→ Provided text:
----------

Russian scientists uncover reason why silica nanoparticles may cause cancer
Silicon nanoparticles are promising for many applications including solar cells, biosensors, and other nanoelectronics devices, that’s why they have been in the spotlight of intense research
MOSCOW, November 8. /TASS/ Scientists from the Lebedev Institute of Physics of the Russian Academy of Sciences (LPI RAS), the Skolkovo Institute of Science and Technology (Skoltech), and the Moscow Institute of Physics and Technology (MIPT) have shown that at normal conditions silica nanoparticles exist in quite an unusual form which is enriched with oxygen and possesses magnetic properties and enhanced chemical reactivity. This might be the reason for high toxicity and carcinogenicity of silica nanoparticles, Skoltech’s press service reported.

----------

→ Provided records:
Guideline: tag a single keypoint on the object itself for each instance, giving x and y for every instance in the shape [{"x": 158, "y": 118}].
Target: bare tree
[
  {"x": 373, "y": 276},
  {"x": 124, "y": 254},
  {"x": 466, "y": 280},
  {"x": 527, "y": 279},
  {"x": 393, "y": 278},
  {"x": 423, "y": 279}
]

----------

→ Apply what you read:
**a.** According to the news report, in what form do silica nanoparticles exist under normal conditions?
**b.** Quote the news report, starting at the words "Russian scientists uncover" and ending after "press service reported.".
**c.** Check each statement against the news report. Answer yes or no, and quote the words that decide it.
(i) The findings were reported by the press service of the Lebedev Institute of Physics.
(ii) Silicon nanoparticles are described as promising for use in solar cells.
(iii) The report carries the date November 8.

→ Responses per task:
**a.** They exist in an unusual form that is enriched with oxygen and has magnetic properties and enhanced chemical reactivity.

**b.**
Russian scientists uncover reason why silica nanoparticles may cause cancer
Silicon nanoparticles are promising for many applications including solar cells, biosensors, and other nanoelectronics devices, that’s why they have been in the spotlight of intense research
MOSCOW, November 8. /TASS/ Scientists from the Lebedev Institute of Physics of the Russian Academy of Sciences (LPI RAS), the Skolkovo Institute of Science and Technology (Skoltech), and the Moscow Institute of Physics and Technology (MIPT) have shown that at normal conditions silica nanoparticles exist in quite an unusual form which is enriched with oxygen and possesses magnetic properties and enhanced chemical reactivity. This might be the reason for high toxicity and carcinogenicity of silica nanoparticles, Skoltech’s press service reported.

**c.**
(i) No: "Skoltech’s press service reported."
(ii) Yes: "promising for many applications including solar cells"
(iii) Yes: "MOSCOW, November 8."